> _Task to carry out_:
For each record, copy the text exactly and omit any picture it holds.

> _Supplied data_:

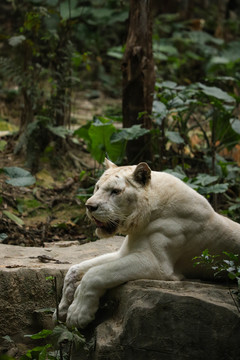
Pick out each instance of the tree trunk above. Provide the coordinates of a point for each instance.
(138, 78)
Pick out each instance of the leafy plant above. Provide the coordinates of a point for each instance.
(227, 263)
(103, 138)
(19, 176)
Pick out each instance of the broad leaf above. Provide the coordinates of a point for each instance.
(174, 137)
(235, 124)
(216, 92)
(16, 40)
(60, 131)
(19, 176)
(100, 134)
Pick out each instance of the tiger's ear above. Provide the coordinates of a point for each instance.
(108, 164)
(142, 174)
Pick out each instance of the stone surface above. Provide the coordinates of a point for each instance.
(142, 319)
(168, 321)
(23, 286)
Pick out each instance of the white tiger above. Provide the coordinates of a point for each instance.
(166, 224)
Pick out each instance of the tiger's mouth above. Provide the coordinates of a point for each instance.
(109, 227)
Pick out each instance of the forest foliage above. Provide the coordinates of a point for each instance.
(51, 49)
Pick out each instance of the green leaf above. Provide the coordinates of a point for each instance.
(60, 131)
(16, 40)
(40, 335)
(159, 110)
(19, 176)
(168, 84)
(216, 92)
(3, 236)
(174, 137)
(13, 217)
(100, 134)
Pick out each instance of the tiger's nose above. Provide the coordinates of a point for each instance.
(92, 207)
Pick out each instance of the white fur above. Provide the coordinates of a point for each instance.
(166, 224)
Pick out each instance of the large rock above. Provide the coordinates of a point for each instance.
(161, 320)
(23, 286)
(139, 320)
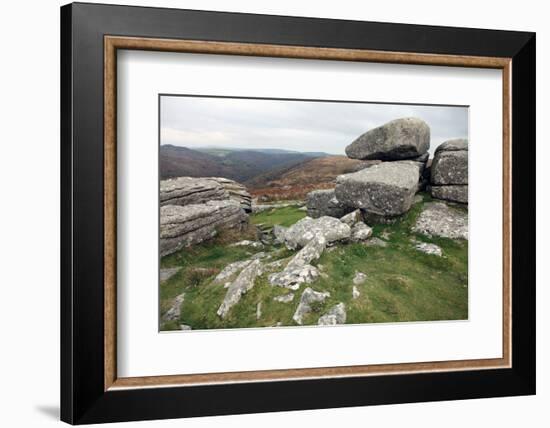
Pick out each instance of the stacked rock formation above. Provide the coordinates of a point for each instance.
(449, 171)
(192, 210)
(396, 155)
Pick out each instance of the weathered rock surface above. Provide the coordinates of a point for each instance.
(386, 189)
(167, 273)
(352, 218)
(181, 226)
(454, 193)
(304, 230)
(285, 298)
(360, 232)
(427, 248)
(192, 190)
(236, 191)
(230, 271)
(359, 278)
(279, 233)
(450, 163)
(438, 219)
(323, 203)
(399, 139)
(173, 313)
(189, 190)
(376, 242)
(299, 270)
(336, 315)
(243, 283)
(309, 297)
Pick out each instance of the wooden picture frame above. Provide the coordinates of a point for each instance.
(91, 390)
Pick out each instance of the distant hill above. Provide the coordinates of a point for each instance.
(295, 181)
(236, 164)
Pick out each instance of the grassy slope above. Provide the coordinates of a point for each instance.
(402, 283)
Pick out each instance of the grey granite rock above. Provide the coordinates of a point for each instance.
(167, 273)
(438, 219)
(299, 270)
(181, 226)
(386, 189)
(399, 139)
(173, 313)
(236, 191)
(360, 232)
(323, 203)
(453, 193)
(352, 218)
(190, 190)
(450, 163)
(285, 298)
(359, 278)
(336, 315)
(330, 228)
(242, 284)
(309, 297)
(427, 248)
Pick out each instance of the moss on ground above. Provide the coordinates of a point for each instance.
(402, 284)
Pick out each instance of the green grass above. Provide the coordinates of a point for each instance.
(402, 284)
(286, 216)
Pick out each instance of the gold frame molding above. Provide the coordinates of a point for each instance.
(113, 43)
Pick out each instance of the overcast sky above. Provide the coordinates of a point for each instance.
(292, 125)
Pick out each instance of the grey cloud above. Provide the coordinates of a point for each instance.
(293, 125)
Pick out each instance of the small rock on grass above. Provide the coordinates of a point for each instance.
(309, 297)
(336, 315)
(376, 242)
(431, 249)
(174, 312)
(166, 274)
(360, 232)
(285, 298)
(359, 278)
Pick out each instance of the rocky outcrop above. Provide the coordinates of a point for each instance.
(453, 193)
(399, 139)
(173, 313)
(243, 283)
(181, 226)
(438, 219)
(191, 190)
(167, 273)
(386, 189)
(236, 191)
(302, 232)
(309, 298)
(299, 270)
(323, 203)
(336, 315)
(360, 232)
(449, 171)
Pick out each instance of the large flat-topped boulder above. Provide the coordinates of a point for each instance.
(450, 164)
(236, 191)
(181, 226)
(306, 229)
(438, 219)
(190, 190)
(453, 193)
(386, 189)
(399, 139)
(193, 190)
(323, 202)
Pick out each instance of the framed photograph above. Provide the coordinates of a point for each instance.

> _Solution below_:
Pick out each instance of the tree trunk above. Provide the coordinates of a point for each instance.
(138, 78)
Pick out each instance of the leafy plant above. Provide the coordinates of a point for each instance.
(227, 263)
(103, 138)
(19, 176)
Pick out each instance of the broad leaf above. Provide the coordinates of a point for each instance.
(174, 137)
(235, 124)
(216, 92)
(16, 40)
(60, 131)
(19, 176)
(100, 134)
Pick out each instance of the tiger's ear above. Provide the coordinates of a point for each instance.
(108, 164)
(142, 174)
Pick out each instance of the stone surface above. Provide the coordinates of a point for each instance.
(142, 319)
(168, 321)
(23, 286)
Pick out each instance of the white tiger above. Provide the coordinates of a point for each instance.
(166, 224)
Pick out each instance of the tiger's mouth above. Provide the coordinates of a point for each instance.
(109, 227)
Pick out each instance of the forest foliage above. Provide the coordinates of a point for each instance.
(51, 49)
Pick out each instance of the green leaf above. Provide the coordinates of a point for each instance.
(60, 131)
(16, 40)
(40, 335)
(159, 110)
(19, 176)
(168, 84)
(216, 92)
(3, 236)
(174, 137)
(13, 217)
(100, 134)
Pick out each instance of the tiger's nose above. Provide the coordinates of a point for each instance.
(92, 207)
Pick out each instance of the white fur above. Provide the coordinates of a point for each instance.
(166, 224)
Pick out each instance of the large rock above. Provide the coordinates of a point for each instance.
(161, 320)
(23, 286)
(139, 320)
Pick out each instance of the stacked rock formation above. Provide the coordinates of a point for each instance.
(449, 171)
(192, 210)
(396, 155)
Pick out each instance of the weathered rock surface above. Provide the coordinates of a point for each instance.
(386, 189)
(167, 273)
(352, 218)
(181, 226)
(454, 193)
(304, 230)
(285, 298)
(360, 232)
(427, 248)
(192, 190)
(236, 191)
(230, 271)
(359, 278)
(279, 233)
(450, 163)
(438, 219)
(323, 203)
(399, 139)
(173, 313)
(189, 190)
(376, 242)
(299, 270)
(336, 315)
(243, 283)
(309, 297)
Pick out each instance of the wooden picture frame above. Provide the coordinates of a point for each instance.
(91, 390)
Pick out each instance of the distant hill above. Provide the coordinates of a point for each instance.
(295, 181)
(236, 164)
Pick out each instance of the grassy slope above. Provide the coordinates of a point for each instance.
(402, 283)
Pick out each instance of the grey granite rock above. Provide the coordinates of a point for each instance.
(167, 273)
(438, 219)
(299, 270)
(181, 226)
(386, 189)
(399, 139)
(173, 313)
(236, 191)
(360, 232)
(323, 203)
(453, 193)
(352, 218)
(190, 190)
(450, 163)
(285, 298)
(359, 278)
(336, 315)
(330, 228)
(242, 284)
(309, 297)
(427, 248)
Pick out each instance of the moss on ground above. Provide the coordinates of a point for each instance.
(402, 284)
Pick out each instance of the green grass above. Provide the coordinates of a point for each instance.
(402, 284)
(286, 216)
Pick out each instance of the gold frame molding above. Provide the coordinates of a point for each instance.
(113, 43)
Pick out each instance of the overcast sky above. Provide the coordinates of a point for each instance.
(292, 125)
Pick out each instance of the grey cloud above. Provide the coordinates of a point for each instance.
(293, 125)
Pick out each instance of the small rock on grass above. Provide the coordinates of a point for each instance.
(309, 297)
(336, 315)
(376, 242)
(431, 249)
(174, 312)
(166, 274)
(360, 232)
(285, 298)
(359, 278)
Pick out each instance of the rocky outcrop above. Provide the coordinates of a point for each instance.
(453, 193)
(399, 139)
(173, 313)
(243, 283)
(181, 226)
(438, 219)
(191, 190)
(167, 273)
(386, 189)
(236, 191)
(302, 232)
(309, 298)
(299, 270)
(323, 203)
(336, 315)
(360, 232)
(449, 171)
Pick out each instance of the large flat-topped boulder above. Provide the coordinates of a point for each instance.
(450, 164)
(236, 191)
(181, 226)
(306, 229)
(438, 219)
(190, 190)
(453, 193)
(386, 189)
(399, 139)
(193, 190)
(323, 202)
Pick out each instance of the framed photograph above. Provide the coordinates of a point for each instance.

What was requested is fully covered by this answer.